位置ラベル付けデータの抜粋:
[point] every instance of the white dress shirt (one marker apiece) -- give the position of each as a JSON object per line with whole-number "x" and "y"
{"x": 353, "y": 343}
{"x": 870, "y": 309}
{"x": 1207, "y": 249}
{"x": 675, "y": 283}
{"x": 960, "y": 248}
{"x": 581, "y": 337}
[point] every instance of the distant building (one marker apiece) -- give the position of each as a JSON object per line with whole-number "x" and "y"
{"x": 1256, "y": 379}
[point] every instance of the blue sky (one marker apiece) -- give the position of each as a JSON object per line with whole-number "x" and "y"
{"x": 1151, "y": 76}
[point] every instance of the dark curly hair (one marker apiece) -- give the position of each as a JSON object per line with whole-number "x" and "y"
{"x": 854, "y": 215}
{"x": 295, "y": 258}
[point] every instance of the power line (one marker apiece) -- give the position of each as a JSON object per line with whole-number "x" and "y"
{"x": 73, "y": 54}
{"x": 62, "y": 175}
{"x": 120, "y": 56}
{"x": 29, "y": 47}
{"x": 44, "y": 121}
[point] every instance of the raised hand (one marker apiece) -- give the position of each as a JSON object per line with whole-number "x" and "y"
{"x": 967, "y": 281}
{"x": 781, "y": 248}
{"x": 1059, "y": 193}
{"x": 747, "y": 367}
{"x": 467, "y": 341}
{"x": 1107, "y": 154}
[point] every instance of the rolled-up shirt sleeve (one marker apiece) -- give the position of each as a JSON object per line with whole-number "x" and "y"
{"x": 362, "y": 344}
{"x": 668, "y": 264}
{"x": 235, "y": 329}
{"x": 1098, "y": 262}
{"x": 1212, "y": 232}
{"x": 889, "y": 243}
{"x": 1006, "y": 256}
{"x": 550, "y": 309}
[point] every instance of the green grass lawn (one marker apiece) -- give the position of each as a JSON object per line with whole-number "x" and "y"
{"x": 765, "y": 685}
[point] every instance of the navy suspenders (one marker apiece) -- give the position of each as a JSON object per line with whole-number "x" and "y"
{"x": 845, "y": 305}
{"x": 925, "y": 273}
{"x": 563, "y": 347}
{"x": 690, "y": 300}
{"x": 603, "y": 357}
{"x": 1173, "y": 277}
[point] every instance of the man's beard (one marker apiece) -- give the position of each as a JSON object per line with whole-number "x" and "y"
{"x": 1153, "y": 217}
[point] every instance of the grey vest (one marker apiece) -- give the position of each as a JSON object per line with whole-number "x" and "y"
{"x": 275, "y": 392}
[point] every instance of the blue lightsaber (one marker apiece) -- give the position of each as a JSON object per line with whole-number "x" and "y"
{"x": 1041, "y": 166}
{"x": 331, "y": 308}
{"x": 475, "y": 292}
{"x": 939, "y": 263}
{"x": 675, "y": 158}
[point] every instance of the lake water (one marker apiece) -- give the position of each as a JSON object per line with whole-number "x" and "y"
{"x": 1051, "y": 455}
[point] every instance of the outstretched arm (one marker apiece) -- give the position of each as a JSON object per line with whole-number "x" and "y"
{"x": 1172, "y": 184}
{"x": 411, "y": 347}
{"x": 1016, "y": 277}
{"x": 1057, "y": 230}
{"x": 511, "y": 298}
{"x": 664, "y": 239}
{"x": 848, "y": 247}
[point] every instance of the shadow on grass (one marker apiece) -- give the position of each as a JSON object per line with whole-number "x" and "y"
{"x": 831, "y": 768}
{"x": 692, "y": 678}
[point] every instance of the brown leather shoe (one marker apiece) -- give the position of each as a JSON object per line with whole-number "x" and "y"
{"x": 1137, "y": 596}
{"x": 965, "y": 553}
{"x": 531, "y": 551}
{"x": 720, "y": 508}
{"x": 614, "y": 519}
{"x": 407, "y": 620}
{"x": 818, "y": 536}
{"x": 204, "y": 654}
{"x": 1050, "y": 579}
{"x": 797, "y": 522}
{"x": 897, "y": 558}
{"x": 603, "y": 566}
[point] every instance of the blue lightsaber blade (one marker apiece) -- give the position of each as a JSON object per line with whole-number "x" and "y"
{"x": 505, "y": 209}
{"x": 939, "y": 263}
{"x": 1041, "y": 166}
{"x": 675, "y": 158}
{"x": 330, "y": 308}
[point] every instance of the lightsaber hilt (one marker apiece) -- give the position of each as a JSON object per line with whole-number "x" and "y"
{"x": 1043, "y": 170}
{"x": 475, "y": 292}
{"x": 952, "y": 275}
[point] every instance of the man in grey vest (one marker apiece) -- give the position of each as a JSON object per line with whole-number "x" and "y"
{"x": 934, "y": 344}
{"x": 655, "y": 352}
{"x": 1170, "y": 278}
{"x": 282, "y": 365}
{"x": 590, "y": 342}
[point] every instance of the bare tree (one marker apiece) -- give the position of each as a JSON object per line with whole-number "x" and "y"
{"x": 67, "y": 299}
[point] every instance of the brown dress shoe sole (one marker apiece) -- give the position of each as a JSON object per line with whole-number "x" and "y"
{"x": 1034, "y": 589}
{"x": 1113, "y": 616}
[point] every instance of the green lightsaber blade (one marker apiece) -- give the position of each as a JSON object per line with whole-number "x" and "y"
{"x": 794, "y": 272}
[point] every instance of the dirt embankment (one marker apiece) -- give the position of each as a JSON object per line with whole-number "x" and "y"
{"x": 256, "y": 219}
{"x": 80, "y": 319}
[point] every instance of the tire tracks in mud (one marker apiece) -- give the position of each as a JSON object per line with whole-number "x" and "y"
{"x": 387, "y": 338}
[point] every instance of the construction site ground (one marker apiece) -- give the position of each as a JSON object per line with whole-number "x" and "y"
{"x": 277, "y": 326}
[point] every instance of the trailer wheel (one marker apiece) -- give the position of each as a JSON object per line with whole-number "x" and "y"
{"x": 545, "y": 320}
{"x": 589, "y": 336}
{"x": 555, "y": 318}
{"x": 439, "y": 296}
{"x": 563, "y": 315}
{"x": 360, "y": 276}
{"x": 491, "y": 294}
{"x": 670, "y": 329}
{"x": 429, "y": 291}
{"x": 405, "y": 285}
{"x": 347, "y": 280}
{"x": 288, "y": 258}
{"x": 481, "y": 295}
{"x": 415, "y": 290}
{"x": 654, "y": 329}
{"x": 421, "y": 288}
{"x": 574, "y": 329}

*作業内容*: 上記のすべての記録について、「one marker apiece」を「one point each」に書き換え、それ以外は一切変えずに記録を再掲してください。

*解答*:
[point] every instance of the white dress shirt (one point each) -- give the position of each as a JSON object per line with whole-number "x" and "y"
{"x": 353, "y": 343}
{"x": 870, "y": 309}
{"x": 1207, "y": 249}
{"x": 675, "y": 283}
{"x": 960, "y": 248}
{"x": 581, "y": 337}
[point] every instance of the distant building (one point each) -- give the position of each as a JSON object per line with whole-number "x" and "y"
{"x": 1256, "y": 379}
[point] every instance of the blue sky (one point each) -- give the position of each as a JSON object per line with whole-number "x" and "y"
{"x": 1151, "y": 76}
[point] every instance of the dark curly hair (one point each) -- give the position of each as a JSON object per line with whole-number "x" and "y"
{"x": 854, "y": 215}
{"x": 295, "y": 258}
[point] every instance of the power line (one point each) -- give the position of each as a JSON object per line with whole-number "x" and "y"
{"x": 73, "y": 54}
{"x": 62, "y": 175}
{"x": 120, "y": 56}
{"x": 29, "y": 47}
{"x": 44, "y": 121}
[point] every instance of the raised hand (one point each) -- give the position of each as a JSON object per line with whole-number "x" and "y"
{"x": 967, "y": 281}
{"x": 781, "y": 248}
{"x": 1059, "y": 193}
{"x": 747, "y": 367}
{"x": 467, "y": 341}
{"x": 1107, "y": 154}
[point] every instance of the rolled-up shirt sleeve (one point each) -- give the position of each as a JSON object per line with whole-number "x" and "y"
{"x": 362, "y": 344}
{"x": 668, "y": 264}
{"x": 235, "y": 329}
{"x": 1098, "y": 262}
{"x": 1212, "y": 232}
{"x": 889, "y": 243}
{"x": 1006, "y": 256}
{"x": 550, "y": 309}
[point] every instance of the green grass lawn (one point each) -- give the position of each as a JSON object per line with whole-number "x" and "y"
{"x": 765, "y": 685}
[point] every instance of the navy suspenders (one point each) -- give the position of each as a JSON object per line with whole-number "x" and "y"
{"x": 845, "y": 305}
{"x": 925, "y": 273}
{"x": 563, "y": 347}
{"x": 690, "y": 300}
{"x": 603, "y": 357}
{"x": 1173, "y": 277}
[point] every instance of the man's beard (one point each) -- give the position of each as a JSON object per line with whole-number "x" and "y"
{"x": 1153, "y": 217}
[point] every instance of the grey vest (one point each) -- give the position of each as a JSON object per line with whole-number "x" and "y"
{"x": 275, "y": 392}
[point] every instance of the blue lightsaber (one point each) -- give the position of each as a JSON object per line with whole-number "x" and "y"
{"x": 1041, "y": 166}
{"x": 331, "y": 308}
{"x": 475, "y": 292}
{"x": 939, "y": 263}
{"x": 675, "y": 158}
[point] every instance of the lake water (one point each) -- give the position of each as a JSON object per line with whole-number "x" and "y"
{"x": 1051, "y": 455}
[point] every instance of the outstretched arm (one point each) -- give the position of each as a JSON object per line with whole-number "x" and "y"
{"x": 1172, "y": 184}
{"x": 411, "y": 347}
{"x": 1016, "y": 277}
{"x": 1057, "y": 230}
{"x": 511, "y": 298}
{"x": 664, "y": 239}
{"x": 848, "y": 247}
[point] every instance of the shadow on grass (one point each) -- give the position of each as a JSON object per line with whole-number "x" and "y"
{"x": 831, "y": 768}
{"x": 692, "y": 678}
[point] every instance of the brown leather shoe (one point each) -- give the position of each as a JSON object per line with whole-number "x" and "y"
{"x": 1137, "y": 596}
{"x": 965, "y": 553}
{"x": 531, "y": 551}
{"x": 720, "y": 508}
{"x": 614, "y": 519}
{"x": 407, "y": 620}
{"x": 818, "y": 536}
{"x": 204, "y": 654}
{"x": 1050, "y": 579}
{"x": 797, "y": 522}
{"x": 897, "y": 558}
{"x": 603, "y": 566}
[point] every instance of the blue lightsaber blade (one point each) -- give the position of each as a JSON object per line with whole-number "x" and "y"
{"x": 505, "y": 209}
{"x": 939, "y": 263}
{"x": 1041, "y": 166}
{"x": 675, "y": 158}
{"x": 330, "y": 308}
[point] every instance of the lightsaber hilt (one point each) -- give the position of each as a JSON object per line with whole-number "x" and "y"
{"x": 1043, "y": 170}
{"x": 475, "y": 292}
{"x": 952, "y": 275}
[point] every instance of the man in grey vest (one point each) -- give the position of each as a JSON object per line with whole-number "x" and "y"
{"x": 934, "y": 344}
{"x": 655, "y": 352}
{"x": 1170, "y": 278}
{"x": 282, "y": 365}
{"x": 590, "y": 342}
[point] every instance of the bare tree (one point each) -- give the position of each as a JSON object per line with whole-number "x" and "y"
{"x": 67, "y": 299}
[point] every instance of the brown dress shoe sole (one point each) -- give the position of each as a JSON object per line with whole-number "x" and "y"
{"x": 1034, "y": 589}
{"x": 1113, "y": 616}
[point] every instance of the green lightsaber blade (one point each) -- give the position of each as a JSON object per line with whole-number "x" and "y"
{"x": 794, "y": 272}
[point] every instance of the dirt embankment (one point each) -- give the position of each as a JSON object per line with whole-number "x" and "y"
{"x": 256, "y": 219}
{"x": 80, "y": 319}
[point] every instance of the tire tracks in mud (one point each) -- give the position of each as a JSON object per line with whole-number "x" and "y"
{"x": 387, "y": 338}
[point] every instance of the construction site ground (one point each) -- give the position of each as a JSON object per line with whole-number "x" and "y"
{"x": 277, "y": 326}
[point] every instance of the trailer wheel (one point each) -- give the position of each as a JSON object per line with whole-number "x" and "y"
{"x": 545, "y": 320}
{"x": 589, "y": 336}
{"x": 555, "y": 318}
{"x": 439, "y": 296}
{"x": 563, "y": 315}
{"x": 360, "y": 276}
{"x": 491, "y": 294}
{"x": 670, "y": 329}
{"x": 429, "y": 291}
{"x": 405, "y": 285}
{"x": 347, "y": 280}
{"x": 288, "y": 258}
{"x": 481, "y": 295}
{"x": 415, "y": 290}
{"x": 654, "y": 329}
{"x": 421, "y": 288}
{"x": 574, "y": 329}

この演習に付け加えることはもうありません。